Monday, March 31, 2014

Three AM Thoughts

It's been the sort of night I used to have a lot of but haven't had for a long time: fitful, waking up every 45 minutes or so. I have been laying in bed trying to figure out why, and certainly the failure to post weekly on this Blog has something to do with it. With apologies to you, Gentle Readers. But my creative juices have been entirely soaked up by finishing up Silence: A User's Guide Vol. 1.

The good news, however, is that it is finished. I'm just nit-picking now. The editor wants it on May 1st so I have a deadline. Rowan Williams, bless him, has written the most wonderful Foreword. We are looking to have books in November. The book will also be available on Kindle, but when you see the cover—O my—you may want to own the thing. It will be published in paperback. Watch this space!

I don't know yet when the reprint of The Fountain and the Furnace will be available, but I'm guessing on no basis at all that it will probably be this summer. In the meantime there is Vol. 2 of Silence: A User's Guide to write, which is promised for January. But I am still going to try to do better on the posts here, even if it is only exegesis.

The Society for the Study of Theology conference in Durham is Monday-Wednesday of next week and I will be there only because the subject is Speech and Silence and two of my colleagues insisted that I go. Any of you who are in the area: I'd love to see you. Let me know by a "Do not post" comment and we'll find a time to meet up. I will present a 20-minute account of the book there. I will be wearing armour . . . at least, spiritual armour.

We have just had two of the loveliest days imaginable; very warm for March. Both days I puttered happily with a trowel in the garden planting lupines and snapdragons, and doing odd chores, enveloped in the perfume of hyacinths. After years of soil amendments the garden, and even the bags of compost, are full of fat worms. There are few things that make me happier than sitting in the soil planting seedlings, my hands black with it, smudges on my face, basking in the sun as each tiny plant is set on its journey in the great outdoors. The tomatoes have had a hard time with the damp weather—I started them from seed—but I think there will be enough . . . and some to give away as well. Alas, the wet winter was hard on the birds: the robin population was hit hard, including the one that has visited us for several years. At least we have a pair of blackbirds.

But the thought that finally dragged me out of bed was this: I have given up on the church. Finally. Probably permanently. I had great hopes for the new Dean of the cathedral, but the election did not produce the correct result to generate a renaissance, and all the things I find most depressing are probably going to get worse. I shouldn't be so pessimistic, perhaps, but the trajectory for the last half-century has been forever downward.

§ §

Problem description: Carry on the blog post "Three AM Thoughts" from its final sentence.

Entries:
§ §

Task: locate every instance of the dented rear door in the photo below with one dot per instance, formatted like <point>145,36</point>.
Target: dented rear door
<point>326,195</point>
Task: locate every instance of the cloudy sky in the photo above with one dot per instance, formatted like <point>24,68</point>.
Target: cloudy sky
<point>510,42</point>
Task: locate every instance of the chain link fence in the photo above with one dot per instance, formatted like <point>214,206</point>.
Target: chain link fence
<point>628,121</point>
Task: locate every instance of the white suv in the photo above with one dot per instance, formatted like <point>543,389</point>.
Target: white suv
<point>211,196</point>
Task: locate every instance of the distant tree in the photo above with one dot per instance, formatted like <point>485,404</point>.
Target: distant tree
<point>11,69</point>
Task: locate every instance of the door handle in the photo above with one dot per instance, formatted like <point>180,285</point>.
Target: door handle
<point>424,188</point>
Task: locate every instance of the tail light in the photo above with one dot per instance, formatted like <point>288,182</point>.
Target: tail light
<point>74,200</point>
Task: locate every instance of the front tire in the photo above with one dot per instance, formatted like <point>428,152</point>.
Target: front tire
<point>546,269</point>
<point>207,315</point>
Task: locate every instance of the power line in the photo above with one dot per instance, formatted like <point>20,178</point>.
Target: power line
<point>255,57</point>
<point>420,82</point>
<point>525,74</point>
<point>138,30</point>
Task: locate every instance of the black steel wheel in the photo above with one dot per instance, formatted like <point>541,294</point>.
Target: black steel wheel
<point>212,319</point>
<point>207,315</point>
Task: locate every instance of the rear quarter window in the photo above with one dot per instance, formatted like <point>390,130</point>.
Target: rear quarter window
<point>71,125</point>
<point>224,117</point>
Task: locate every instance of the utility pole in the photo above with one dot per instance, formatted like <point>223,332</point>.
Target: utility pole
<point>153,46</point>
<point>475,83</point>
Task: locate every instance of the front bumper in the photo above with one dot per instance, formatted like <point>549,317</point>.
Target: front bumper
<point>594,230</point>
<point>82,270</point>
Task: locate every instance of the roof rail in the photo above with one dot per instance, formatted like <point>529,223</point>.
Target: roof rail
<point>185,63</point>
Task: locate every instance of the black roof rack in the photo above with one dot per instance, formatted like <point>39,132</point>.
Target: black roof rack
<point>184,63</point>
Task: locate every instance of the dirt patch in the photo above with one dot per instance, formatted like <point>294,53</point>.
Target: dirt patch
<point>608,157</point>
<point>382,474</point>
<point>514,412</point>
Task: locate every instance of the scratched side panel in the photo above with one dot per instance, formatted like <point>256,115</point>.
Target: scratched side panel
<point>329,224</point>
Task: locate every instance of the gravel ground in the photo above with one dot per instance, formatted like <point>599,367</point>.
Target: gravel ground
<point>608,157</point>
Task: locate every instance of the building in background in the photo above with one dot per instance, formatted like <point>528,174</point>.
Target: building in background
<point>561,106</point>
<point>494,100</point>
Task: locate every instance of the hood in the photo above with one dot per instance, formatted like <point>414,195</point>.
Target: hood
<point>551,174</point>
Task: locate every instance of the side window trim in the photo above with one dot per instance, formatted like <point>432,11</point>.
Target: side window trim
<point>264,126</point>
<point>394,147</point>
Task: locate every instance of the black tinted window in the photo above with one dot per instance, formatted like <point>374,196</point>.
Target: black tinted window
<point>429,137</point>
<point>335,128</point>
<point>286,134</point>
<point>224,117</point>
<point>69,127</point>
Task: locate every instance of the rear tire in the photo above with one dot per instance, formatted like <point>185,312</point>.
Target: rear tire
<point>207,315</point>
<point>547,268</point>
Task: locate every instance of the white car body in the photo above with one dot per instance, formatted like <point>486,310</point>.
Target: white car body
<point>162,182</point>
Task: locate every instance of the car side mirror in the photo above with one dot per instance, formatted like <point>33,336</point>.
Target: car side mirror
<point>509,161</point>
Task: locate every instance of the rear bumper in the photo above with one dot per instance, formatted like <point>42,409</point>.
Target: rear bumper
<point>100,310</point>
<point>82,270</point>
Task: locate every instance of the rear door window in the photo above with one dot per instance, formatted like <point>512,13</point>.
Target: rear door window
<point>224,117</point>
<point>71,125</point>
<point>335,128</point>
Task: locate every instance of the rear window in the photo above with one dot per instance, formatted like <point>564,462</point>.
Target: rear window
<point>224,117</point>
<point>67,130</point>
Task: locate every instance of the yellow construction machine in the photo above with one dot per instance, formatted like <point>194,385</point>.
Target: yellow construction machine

§ §

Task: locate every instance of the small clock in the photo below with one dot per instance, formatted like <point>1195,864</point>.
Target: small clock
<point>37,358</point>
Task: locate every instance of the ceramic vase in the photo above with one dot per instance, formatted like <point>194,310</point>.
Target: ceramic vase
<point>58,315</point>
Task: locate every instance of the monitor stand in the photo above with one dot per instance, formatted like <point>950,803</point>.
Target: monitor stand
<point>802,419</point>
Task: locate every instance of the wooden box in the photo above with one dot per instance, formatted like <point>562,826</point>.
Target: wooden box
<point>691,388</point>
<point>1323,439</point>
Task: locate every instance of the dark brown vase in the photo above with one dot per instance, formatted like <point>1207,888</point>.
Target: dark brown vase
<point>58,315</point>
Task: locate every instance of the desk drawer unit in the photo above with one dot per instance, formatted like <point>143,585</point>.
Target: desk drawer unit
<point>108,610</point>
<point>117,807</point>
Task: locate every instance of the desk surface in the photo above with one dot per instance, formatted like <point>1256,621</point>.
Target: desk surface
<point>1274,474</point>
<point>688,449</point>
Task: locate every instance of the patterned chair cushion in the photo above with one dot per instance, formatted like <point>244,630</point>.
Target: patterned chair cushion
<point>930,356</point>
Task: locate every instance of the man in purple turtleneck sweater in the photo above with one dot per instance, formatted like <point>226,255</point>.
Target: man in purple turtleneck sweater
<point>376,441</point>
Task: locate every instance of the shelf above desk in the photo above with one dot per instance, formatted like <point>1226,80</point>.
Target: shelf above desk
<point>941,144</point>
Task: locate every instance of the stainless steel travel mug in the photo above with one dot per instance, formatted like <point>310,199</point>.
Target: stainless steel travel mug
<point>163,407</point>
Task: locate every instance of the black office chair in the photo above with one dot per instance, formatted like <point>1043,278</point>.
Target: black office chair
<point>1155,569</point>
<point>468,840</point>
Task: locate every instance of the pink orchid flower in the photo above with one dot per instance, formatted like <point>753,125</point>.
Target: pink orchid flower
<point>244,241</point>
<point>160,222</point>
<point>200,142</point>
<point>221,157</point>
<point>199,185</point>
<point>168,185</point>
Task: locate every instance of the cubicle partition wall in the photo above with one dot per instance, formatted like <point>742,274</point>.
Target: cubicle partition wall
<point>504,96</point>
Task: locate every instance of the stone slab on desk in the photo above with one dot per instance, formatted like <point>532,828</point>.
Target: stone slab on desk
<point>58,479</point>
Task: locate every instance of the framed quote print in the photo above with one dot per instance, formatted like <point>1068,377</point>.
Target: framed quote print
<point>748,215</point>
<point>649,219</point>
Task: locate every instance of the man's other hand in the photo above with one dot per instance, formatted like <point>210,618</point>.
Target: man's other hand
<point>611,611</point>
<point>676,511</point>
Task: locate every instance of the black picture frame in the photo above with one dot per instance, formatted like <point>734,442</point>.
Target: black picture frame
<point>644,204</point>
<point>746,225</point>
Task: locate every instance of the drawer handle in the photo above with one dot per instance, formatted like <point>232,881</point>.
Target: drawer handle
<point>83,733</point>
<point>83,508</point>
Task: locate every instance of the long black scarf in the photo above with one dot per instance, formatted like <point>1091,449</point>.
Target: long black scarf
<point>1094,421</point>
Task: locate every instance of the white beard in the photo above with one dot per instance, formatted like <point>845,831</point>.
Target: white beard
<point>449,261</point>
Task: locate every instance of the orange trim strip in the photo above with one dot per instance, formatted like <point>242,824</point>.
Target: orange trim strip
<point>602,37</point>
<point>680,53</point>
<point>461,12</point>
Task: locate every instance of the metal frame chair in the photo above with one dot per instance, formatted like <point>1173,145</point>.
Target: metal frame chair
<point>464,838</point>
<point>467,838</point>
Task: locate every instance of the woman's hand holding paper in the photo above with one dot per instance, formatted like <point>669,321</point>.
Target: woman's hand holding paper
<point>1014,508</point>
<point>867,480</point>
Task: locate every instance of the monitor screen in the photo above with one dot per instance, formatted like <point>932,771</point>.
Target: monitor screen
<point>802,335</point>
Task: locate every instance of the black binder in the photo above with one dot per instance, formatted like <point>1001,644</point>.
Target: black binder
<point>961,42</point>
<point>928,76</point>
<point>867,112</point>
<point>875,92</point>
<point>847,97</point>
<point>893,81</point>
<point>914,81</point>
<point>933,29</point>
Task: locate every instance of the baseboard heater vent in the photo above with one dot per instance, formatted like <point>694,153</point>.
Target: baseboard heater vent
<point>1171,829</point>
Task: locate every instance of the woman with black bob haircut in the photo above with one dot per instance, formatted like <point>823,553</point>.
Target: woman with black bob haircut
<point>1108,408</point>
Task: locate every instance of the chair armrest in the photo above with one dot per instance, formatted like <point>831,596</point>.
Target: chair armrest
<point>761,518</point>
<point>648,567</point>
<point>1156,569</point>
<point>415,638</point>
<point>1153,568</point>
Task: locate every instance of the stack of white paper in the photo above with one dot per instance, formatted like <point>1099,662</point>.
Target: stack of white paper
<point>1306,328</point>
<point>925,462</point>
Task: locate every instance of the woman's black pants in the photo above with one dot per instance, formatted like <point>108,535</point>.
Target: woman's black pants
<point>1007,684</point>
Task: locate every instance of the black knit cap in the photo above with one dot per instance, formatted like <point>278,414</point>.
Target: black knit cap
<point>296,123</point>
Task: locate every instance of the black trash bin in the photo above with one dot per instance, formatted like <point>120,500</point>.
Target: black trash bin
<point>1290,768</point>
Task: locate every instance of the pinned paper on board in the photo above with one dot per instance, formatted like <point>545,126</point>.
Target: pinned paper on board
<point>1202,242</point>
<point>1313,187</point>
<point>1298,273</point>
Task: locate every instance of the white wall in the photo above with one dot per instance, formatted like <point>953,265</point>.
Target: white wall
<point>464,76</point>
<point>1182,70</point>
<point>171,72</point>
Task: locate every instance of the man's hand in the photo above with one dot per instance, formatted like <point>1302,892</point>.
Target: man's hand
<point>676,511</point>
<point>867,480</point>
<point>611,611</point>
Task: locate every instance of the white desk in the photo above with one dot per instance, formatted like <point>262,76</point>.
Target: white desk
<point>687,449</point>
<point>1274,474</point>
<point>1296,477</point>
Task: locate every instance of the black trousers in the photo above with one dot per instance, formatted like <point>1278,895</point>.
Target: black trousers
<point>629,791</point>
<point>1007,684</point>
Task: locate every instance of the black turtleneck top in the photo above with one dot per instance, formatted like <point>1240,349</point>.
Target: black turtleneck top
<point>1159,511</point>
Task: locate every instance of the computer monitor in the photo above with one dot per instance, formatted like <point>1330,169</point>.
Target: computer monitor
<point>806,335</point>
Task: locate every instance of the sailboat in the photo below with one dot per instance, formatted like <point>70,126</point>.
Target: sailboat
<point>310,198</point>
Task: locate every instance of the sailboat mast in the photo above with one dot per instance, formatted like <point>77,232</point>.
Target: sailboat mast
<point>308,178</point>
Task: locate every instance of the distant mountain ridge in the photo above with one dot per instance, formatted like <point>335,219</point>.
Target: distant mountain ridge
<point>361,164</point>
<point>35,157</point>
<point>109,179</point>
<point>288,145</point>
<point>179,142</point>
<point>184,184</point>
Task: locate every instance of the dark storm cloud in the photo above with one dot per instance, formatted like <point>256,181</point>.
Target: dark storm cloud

§ §

Task answer:
One of the wonderful things about Rowan's Foreword to my book is that he agrees with me on these specific points—there's no need to enumerate them; you all know what they are. It isn't just that he is agreeing with me; rather that it reassures me I am not just grousing for no reason, or being self-deluding. There is always this niggle of self-doubt—which I think is very healthy—when I really get going—and of course in the book I really do get going!

I have forced myself to go to church every Sunday this Lent as penance: one shouldn't have to use the institution that way. I've attended even when the person the mere sight of whom makes me lose the will to live has been there, though thankfully not presiding. The one Sunday this person did preside I had the happy excuse that a friend from Germany was preaching at another church. But I have been trying to recognize the former person as a human being; just sitting in church trying to realize that fact in my mind, even though I know through his/her preaching and refusal to engage that this person regards all laity as idiots and ciphers. I don't apologize for my difficulty; I'm in good company: at a recent public lecture Rowan was only half joking when he said that in his next life he was going to be a Quaker. But that's not a live option, either, at least not in this life: the Quakers are just as riven with divisions and schlock as we are.

But it was a shock to realize how far my feelings about institutional religion had gone. I thought I had already hit bottom a long time ago. Evidently not. I quit going to church for much of the winter: in part I couldn't risk my feeble chest in the bad weather; but I wasn't sorry. But then missing the liturgy, which I always do, and the lack of singing hymns, overwhelmed me to the point that, like an addict in need of a fix, I started going again under certain conditions, even though I realized how really reprehensible this was; even though there is no genuine worship. Even though I normally feel that it is better to stay away than be cranky from despair at what goes on. Or doesn't.

I am really looking forward to Holy Week when I go to Devon. At midnight on Easter Eve we will light our own new fire in a brazier of medieval design, outside under the Paschal moon, with the owls calling and the new lambs bleating in the night, and the dogs having hysterics because we have locked them in the house. We will do it even if it pours with rain. My friend will come up with wonderful and wholly appropriate contributions for the liturgy and the haunting chant of Exultet will pour of its own accord from what is left of my throat. We will hear the stories of creation and the dry bones, and Christ rising from the dead.

We will do all this, and, only a stone's throw from us, the exquisite 14th century church that is—or was—at the heart of this hamlet will be dark.


Anonymous abigail Tingman said...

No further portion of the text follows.